— BEGIN Source text —
Option 3: EKS with Kubernetes Executor (Our Choice)

GitLab Runner's Kubernetes executor is purpose-built for CI/CD on Kubernetes.

Pros:

  • Native GitLab integration: First-class support in GitLab Runner

  • Automatic pod lifecycle: Each job gets a fresh pod, automatic cleanup

  • Bin-packing: Multiple jobs share nodes efficiently

  • Karpenter/Auto Mode: Intelligent, automatic node provisioning in seconds

  • Ecosystem benefits: Helm charts, operators, monitoring tools

  • Portability: Same configuration works on any Kubernetes cluster

  • Security: Pod security standards, network policies, IRSA for AWS access

Cons:

  • Kubernetes complexity: Learning curve if you're new to K8s

  • More moving parts: Nodes, pods, services vs. just EC2 instances

Why EKS Won for Us

The deciding factors were:

  1. GitLab's Kubernetes executor is mature: Handles job isolation, artifact management, and service containers natively

  2. Karpenter changes everything: No more managing autoscaling groups—Karpenter provisions exactly what you need in seconds

  3. Cost efficiency through bin-packing: Multiple CI jobs share a single node, maximizing utilization

  4. Team skills: We already run production workloads on Kubernetes

  5. Future flexibility: Easy to migrate to another cloud or on-premises if needed


Why EKS Auto Mode with Spot Over Standard EKS with Fargate?

This is the key architectural decision. Both approaches run on EKS, but they have fundamentally different characteristics.
— END Source text —
— BEGIN Extracted data —
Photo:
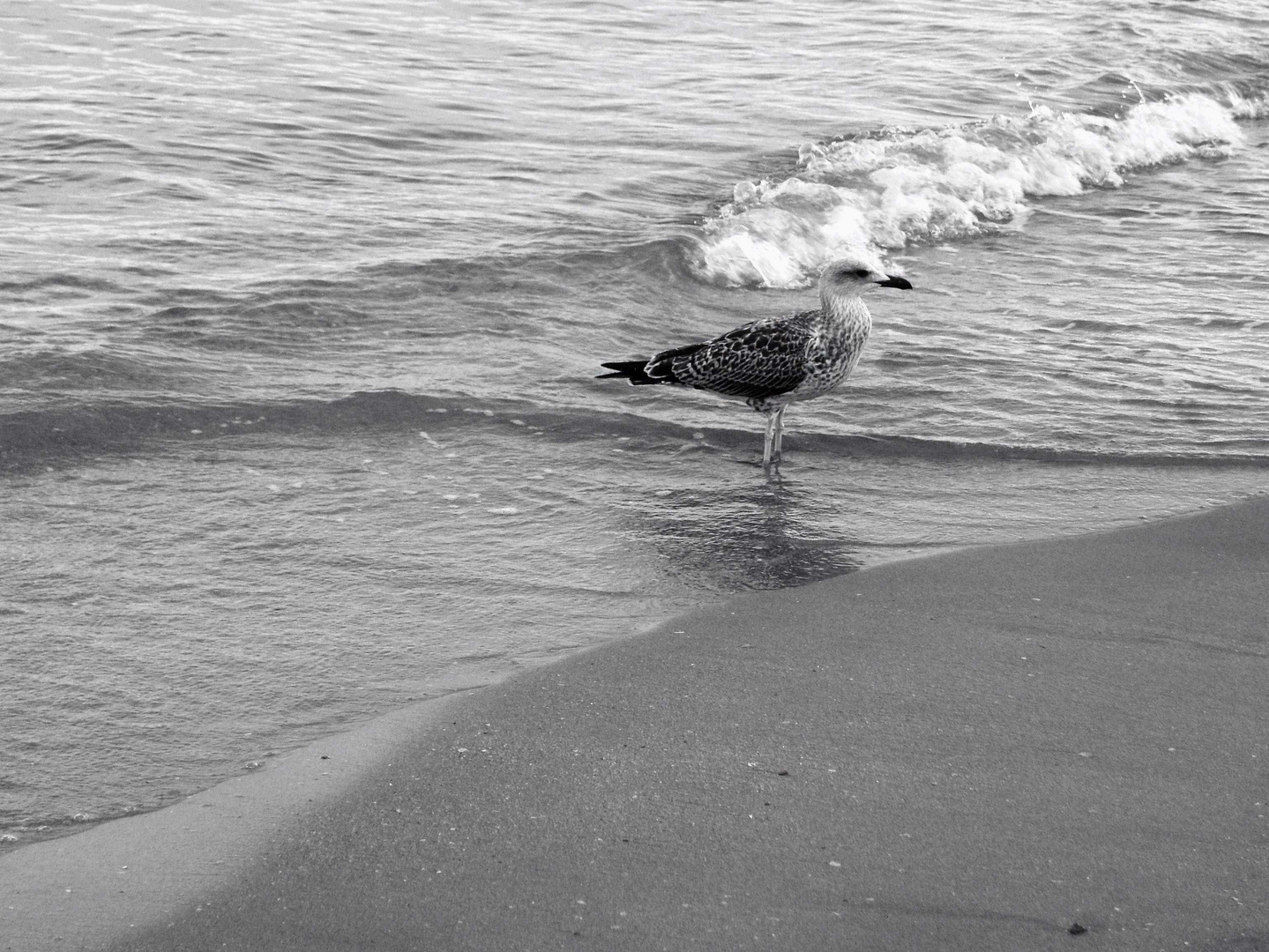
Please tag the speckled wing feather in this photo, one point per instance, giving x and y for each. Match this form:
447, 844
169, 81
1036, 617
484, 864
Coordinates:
759, 361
— END Extracted data —
Rewrite the EKS write-up from "4. Team skills: We" to "fundamentally different characteristics.", swapping "production workloads" for "staging workloads".

* **Output below**
4. Team skills: We already run staging workloads on Kubernetes

  5. Future flexibility: Easy to migrate to another cloud or on-premises if needed


Why EKS Auto Mode with Spot Over Standard EKS with Fargate?

This is the key architectural decision. Both approaches run on EKS, but they have fundamentally different characteristics.